Dataset content section start
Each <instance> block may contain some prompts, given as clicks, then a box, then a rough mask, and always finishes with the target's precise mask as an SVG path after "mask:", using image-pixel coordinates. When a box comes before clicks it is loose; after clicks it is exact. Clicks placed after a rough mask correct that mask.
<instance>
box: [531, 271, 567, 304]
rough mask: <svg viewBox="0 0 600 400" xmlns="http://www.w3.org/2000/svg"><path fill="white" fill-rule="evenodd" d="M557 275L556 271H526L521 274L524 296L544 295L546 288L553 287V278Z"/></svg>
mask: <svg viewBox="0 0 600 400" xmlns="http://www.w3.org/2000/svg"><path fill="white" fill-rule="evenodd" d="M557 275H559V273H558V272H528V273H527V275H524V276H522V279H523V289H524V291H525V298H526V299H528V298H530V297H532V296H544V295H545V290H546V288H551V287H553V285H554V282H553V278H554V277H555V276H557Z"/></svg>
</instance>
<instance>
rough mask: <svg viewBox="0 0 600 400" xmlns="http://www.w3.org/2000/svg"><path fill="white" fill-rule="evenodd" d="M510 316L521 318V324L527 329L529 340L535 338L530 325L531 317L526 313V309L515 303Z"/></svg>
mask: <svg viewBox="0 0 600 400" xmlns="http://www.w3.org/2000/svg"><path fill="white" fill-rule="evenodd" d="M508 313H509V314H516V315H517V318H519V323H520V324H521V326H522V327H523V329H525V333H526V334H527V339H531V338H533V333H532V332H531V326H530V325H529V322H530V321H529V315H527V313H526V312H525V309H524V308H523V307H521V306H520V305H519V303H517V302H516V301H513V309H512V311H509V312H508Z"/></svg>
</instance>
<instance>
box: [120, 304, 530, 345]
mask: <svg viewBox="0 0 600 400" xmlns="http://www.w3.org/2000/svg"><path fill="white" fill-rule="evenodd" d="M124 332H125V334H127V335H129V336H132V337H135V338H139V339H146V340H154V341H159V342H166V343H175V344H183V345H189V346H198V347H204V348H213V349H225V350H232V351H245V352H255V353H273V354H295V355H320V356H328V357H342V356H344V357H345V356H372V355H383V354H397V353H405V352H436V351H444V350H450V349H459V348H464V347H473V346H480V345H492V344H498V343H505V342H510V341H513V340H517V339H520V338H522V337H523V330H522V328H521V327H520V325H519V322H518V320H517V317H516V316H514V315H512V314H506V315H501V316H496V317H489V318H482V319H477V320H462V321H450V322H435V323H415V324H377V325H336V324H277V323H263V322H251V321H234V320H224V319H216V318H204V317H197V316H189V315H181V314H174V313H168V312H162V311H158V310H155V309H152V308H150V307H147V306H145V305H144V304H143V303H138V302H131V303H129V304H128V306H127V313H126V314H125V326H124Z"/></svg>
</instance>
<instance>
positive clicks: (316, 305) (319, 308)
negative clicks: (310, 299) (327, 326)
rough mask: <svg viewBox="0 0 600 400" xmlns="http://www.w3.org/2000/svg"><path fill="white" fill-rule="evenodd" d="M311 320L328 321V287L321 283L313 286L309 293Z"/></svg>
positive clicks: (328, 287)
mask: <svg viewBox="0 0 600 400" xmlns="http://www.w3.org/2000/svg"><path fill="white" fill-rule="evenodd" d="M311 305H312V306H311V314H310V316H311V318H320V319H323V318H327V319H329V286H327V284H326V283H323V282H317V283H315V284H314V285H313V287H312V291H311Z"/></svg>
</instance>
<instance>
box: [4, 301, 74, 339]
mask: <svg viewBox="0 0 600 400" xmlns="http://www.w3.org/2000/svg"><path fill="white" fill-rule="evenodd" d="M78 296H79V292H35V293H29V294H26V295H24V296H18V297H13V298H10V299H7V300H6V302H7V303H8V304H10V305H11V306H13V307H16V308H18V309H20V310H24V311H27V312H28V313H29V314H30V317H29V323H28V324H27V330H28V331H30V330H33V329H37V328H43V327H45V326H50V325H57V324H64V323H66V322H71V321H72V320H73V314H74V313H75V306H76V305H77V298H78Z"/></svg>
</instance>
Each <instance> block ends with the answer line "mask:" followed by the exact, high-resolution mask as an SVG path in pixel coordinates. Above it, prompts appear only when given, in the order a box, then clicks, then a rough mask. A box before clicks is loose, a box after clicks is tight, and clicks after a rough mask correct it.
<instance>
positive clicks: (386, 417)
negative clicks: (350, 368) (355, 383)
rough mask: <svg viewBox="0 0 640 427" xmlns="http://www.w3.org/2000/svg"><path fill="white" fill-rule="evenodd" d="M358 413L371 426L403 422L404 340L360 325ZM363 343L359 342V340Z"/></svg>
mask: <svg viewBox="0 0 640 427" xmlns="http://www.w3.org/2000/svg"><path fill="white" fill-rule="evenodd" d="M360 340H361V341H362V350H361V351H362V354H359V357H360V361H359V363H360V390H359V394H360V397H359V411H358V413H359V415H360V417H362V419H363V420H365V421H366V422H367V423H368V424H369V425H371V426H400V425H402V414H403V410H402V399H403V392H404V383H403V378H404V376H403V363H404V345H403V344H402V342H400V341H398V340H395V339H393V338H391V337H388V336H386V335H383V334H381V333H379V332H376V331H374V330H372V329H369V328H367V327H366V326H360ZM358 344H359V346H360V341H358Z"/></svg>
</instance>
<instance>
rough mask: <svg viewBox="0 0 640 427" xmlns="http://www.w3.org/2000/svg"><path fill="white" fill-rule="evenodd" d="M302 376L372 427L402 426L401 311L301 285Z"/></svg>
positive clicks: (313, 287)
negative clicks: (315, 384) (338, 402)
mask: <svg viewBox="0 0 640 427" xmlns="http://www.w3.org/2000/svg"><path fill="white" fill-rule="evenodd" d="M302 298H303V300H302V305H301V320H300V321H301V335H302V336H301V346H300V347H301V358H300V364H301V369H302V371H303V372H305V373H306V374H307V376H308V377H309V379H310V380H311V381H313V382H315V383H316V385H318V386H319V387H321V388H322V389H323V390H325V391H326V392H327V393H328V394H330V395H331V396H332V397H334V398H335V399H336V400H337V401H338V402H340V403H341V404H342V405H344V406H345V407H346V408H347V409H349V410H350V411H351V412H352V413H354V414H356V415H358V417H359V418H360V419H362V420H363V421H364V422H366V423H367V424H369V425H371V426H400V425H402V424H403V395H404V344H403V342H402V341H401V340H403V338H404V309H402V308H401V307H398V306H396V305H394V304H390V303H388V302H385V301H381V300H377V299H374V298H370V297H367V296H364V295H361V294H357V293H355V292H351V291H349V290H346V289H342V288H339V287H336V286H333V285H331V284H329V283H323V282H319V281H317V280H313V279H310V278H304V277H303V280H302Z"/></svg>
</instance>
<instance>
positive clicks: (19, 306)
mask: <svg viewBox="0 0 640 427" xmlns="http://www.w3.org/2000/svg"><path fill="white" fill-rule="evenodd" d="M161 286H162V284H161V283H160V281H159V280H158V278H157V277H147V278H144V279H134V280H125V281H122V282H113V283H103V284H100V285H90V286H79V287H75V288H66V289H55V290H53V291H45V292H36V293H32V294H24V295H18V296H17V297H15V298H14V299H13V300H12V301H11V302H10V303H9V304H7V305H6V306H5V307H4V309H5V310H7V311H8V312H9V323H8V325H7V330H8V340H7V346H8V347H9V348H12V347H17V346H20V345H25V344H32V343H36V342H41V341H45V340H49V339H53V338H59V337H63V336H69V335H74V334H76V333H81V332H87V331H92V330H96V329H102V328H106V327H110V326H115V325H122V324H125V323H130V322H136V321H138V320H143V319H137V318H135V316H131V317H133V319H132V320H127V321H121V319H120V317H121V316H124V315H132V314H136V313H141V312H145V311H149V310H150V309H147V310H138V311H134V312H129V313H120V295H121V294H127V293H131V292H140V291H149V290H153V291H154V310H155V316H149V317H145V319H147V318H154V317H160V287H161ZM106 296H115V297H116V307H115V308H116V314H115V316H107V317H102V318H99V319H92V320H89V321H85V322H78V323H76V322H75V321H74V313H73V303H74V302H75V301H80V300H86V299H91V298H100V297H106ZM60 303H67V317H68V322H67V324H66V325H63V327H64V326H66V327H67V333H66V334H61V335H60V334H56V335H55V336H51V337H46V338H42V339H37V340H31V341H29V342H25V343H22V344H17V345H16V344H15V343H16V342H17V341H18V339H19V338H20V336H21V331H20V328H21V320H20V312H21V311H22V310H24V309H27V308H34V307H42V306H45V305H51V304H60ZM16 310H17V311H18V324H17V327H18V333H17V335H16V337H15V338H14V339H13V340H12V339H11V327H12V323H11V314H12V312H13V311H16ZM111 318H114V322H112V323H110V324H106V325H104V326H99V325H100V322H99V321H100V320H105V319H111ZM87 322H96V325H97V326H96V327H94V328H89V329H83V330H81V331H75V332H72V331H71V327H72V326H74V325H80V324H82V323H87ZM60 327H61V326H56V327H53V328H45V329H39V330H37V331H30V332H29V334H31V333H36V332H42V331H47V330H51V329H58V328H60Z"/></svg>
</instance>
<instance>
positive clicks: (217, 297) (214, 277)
Dataset content section end
Retype, exactly and in full, the lines above from the one containing "Each <instance> block ends" through the one containing "negative clicks: (350, 368) (355, 383)".

Each <instance> block ends with the answer line "mask:" followed by the exact, high-resolution mask as an SVG path in pixel coordinates. Above it, prompts appear only when given, in the order a box, then clicks, then a rough mask. A box before clicks is loose, a box after clicks is tight, and clicks after a rough mask correct it.
<instance>
positive clicks: (386, 417)
negative clicks: (350, 368) (355, 383)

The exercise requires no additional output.